Problem statement:
What you return should be the lines from the first line of the records below through the line holding "dirt ground as (x, y), one per line", unchanged.

(Extracted records)
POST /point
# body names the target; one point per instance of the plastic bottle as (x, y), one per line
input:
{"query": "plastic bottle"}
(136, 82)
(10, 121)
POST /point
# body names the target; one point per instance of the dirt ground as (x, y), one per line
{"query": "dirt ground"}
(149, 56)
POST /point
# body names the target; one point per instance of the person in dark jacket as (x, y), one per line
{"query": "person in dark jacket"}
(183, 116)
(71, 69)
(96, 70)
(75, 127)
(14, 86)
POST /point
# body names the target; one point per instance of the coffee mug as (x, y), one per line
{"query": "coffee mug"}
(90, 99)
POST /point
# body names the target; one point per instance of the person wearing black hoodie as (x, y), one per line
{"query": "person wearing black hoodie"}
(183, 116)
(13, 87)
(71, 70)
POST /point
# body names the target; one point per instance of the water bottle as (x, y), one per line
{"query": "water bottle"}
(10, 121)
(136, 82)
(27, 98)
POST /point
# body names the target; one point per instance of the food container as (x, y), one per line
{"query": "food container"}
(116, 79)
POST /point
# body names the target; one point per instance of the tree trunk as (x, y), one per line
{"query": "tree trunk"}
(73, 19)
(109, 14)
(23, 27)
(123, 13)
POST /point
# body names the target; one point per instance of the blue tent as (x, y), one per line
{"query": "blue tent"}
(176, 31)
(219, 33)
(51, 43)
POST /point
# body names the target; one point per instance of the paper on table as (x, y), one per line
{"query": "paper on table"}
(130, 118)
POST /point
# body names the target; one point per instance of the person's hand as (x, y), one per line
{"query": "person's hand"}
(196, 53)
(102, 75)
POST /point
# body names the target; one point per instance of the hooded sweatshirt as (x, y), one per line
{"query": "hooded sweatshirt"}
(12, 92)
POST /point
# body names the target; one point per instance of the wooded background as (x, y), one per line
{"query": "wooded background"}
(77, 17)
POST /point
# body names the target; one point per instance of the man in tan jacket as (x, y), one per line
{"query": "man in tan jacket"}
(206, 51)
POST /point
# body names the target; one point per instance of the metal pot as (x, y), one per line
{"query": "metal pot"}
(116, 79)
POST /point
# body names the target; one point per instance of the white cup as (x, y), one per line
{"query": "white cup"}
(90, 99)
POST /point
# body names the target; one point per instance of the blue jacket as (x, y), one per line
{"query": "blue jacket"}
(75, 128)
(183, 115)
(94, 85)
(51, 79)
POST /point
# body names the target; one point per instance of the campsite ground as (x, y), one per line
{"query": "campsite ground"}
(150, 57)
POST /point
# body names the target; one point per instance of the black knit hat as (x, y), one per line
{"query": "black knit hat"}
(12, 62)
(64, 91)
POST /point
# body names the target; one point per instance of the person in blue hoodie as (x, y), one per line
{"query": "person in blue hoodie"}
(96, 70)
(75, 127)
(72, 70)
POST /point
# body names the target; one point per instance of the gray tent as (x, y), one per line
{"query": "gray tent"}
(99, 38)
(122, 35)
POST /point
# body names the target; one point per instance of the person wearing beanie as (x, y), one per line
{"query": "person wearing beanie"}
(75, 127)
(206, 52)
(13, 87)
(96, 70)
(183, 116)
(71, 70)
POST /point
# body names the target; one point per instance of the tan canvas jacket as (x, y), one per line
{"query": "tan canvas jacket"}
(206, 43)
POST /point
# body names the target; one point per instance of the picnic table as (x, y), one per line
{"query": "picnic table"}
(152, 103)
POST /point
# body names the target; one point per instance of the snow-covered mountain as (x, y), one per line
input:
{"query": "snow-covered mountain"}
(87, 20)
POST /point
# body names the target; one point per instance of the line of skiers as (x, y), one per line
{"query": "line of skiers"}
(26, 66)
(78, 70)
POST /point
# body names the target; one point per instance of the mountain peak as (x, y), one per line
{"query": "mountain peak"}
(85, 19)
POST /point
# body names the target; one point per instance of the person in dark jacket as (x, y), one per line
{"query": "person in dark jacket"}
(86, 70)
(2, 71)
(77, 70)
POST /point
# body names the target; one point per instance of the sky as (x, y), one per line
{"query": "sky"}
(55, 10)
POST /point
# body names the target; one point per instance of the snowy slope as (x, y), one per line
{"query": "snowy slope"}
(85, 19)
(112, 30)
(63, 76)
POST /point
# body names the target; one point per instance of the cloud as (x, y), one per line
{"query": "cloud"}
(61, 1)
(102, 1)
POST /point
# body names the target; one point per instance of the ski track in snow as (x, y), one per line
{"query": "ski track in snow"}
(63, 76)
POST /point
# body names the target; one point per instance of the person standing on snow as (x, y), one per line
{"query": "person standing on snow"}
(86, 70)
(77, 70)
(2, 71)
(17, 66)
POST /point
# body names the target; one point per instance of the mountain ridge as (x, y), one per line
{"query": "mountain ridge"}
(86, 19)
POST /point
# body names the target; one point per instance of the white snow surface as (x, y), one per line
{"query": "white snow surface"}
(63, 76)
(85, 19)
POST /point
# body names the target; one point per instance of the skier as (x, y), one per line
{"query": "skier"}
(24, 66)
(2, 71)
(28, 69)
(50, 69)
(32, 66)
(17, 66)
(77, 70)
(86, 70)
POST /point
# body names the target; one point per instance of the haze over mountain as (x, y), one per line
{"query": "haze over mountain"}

Your solution:
POST /point
# body names the target; one point per instance of the plastic bottle as (x, y), one per line
input:
{"query": "plastic bottle"}
(136, 82)
(10, 121)
POST /point
# body names the target; one point per instance of the dirt ground as (x, y), one per line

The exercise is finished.